Prerequisites
To better understand this post, it is recommended that you know about the following:
To fully understand the EM algorithm below, it is also recommended that you know about the following:
It is recommended to focus on understanding the meaning of Prior for the Naive Bayes classifier.
GMM (Gaussian Mixture Model)
[Review] Fitting a normal distribution using Maximum Likelihood Estimation
In the previous discussion of Maximum Likelihood Estimation, we learned about how to estimate parameters for given data.
In particular, we looked at fitting a normal distribution to the data as an example.
Figure 1 below shows an example of selecting an appropriate mean value among candidates using Maximum Likelihood Estimation.
Figure 1. Obtained data and two candidate distributions for estimation (shown in orange and blue curves, respectively)
For more detailed information, it is recommended to read the Maximum Likelihood Estimation post. To briefly explain the content of Figure 1, the orange data points on the vertical axis are more likely to have come from the orange curve in Figure 1 than the blue curve. This is the essence of Maximum Likelihood Estimation.

· · · · · · ·

EXERCISES
- a) Could you return the records below line for line, with nothing altered?
- b) Can you take the post on Gaussian mixture models further, starting right after its final sentence?

DATA ENTRIES
· · · · · · ·

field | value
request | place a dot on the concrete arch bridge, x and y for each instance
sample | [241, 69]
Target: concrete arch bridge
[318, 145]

· · · · · · ·

EXPECTED ANSWERS
- a)
field | value
request | place a dot on the concrete arch bridge, x and y for each instance
sample | [241, 69]
Target: concrete arch bridge
[318, 145]

- b)
And, assuming a normal distribution for the data, the conclusion of the maximum likelihood method for the two parameters (mean, variance) for the given $m$ data was as follows:
When we have given data $\lbrace x^{(1)}, x^{(2)}, \cdots, x^{(m)}\rbrace$, the likelihood function is maximized when calculating the mean and variance values.
\[\hat{\mu}= \frac{1}{m}\sum_{i=1}^{m}x^{(i)}\] \[\hat{\sigma}^2= \frac{1}{m}\sum_{i=1}^{m}(x^{(i)}-\mu)^2\]These results are the formulas that we are familiar with for mean and variance. However, it should be noted that this result obtained the mean and variance values that maximize the likelihood of the given data, after calculating the likelihood for the given data.
The Problem We Face and the Solution
※※※※※ Caution ※※※※※
The solution described in this section cannot be considered a complete explanation of the GMM algorithm because it only partially explains the GMM algorithm from a likelihood perspective without considering the prior $\phi$ described in the EM algorithm section below.
However, please note that the purpose of this section is to help understand the EM algorithm by understanding the overall outline of the GMM algorithm.
Nevertheless, if you are not particularly interested in the specific workings of the GMM algorithm, reading this section alone should be sufficient.
Let’s assume that there are 10 data points on a vertical line as shown in Figure 2 below.
Let’s assume that each data point has a label. (The color inside the circle represents different labels.)
Figure 2. Density Estimation problem with given labels (can be solved using MLE)
Can we estimate the probability distribution for this dataset?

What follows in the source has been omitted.